*What is being asked:* Reproduce the lines below from the one holding "Mark a point on each instance of the white window" through the end of the rows, inclusive, swapping "white" for "pale" and changing nothing else.

*Extracted entries:*

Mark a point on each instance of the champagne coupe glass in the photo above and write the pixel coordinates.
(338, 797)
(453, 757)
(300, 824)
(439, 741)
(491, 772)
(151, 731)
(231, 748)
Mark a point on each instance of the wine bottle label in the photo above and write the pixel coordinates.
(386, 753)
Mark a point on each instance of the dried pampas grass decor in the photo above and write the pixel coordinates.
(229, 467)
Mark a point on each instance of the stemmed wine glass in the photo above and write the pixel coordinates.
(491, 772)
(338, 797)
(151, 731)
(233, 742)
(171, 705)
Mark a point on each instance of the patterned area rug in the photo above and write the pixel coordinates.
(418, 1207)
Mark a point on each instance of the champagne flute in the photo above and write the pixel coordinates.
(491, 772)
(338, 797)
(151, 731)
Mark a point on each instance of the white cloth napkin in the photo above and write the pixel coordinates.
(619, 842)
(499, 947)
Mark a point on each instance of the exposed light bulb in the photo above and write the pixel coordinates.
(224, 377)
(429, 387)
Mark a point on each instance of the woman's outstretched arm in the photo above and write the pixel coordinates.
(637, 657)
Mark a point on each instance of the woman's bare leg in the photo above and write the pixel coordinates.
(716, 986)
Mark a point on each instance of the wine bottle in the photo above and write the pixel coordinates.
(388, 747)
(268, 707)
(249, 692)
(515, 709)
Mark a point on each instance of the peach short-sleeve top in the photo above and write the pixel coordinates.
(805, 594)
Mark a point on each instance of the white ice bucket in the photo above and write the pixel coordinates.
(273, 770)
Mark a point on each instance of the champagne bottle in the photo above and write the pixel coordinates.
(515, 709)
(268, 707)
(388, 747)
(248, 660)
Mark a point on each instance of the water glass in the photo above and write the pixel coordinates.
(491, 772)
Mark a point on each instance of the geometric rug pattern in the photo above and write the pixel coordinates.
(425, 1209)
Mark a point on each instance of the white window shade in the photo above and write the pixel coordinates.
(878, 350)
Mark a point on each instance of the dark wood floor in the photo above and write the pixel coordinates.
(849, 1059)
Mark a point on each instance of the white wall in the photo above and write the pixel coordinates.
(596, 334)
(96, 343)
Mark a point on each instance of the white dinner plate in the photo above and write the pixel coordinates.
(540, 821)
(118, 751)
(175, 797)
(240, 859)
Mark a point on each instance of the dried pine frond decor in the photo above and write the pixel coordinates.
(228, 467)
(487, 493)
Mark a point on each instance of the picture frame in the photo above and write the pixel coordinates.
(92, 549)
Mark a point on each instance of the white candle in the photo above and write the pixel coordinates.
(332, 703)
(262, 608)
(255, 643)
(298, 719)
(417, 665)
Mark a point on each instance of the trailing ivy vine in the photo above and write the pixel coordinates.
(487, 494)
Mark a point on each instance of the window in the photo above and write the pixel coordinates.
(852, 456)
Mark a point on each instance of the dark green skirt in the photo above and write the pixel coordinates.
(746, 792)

*Result of the exercise:*
Mark a point on each instance of the pale window shade in the photo above and write the pixel coordinates.
(878, 350)
Mark a point on each instance of the dark wood floor in the photo above and write the pixel coordinates.
(849, 1059)
Mark a point on each instance of the pale wall in the photo above and write the pixel coordinates.
(596, 334)
(96, 343)
Mark a point on each instance of the pale dinner plate in the photo above and write the pixel coordinates.
(540, 821)
(118, 751)
(175, 797)
(240, 859)
Mark a point on each instance of the dried pine frond decor in the photo above and write the pixel coordinates.
(228, 467)
(487, 493)
Mark a point on each instance of the picture frame in the photo above and write the pixel coordinates.
(92, 549)
Mark a point on each instance of the pale candle in the photo above and write the pixel coordinates.
(332, 703)
(262, 608)
(255, 643)
(298, 719)
(417, 665)
Mark a point on each instance of the trailing ivy vine in the photo above and write the pixel coordinates.
(487, 494)
Mark a point on each instance of the window in the photo above and write the pixel coordinates.
(852, 456)
Mark a point on each instance of the dark green skirt in the photo above and write the pixel coordinates.
(746, 792)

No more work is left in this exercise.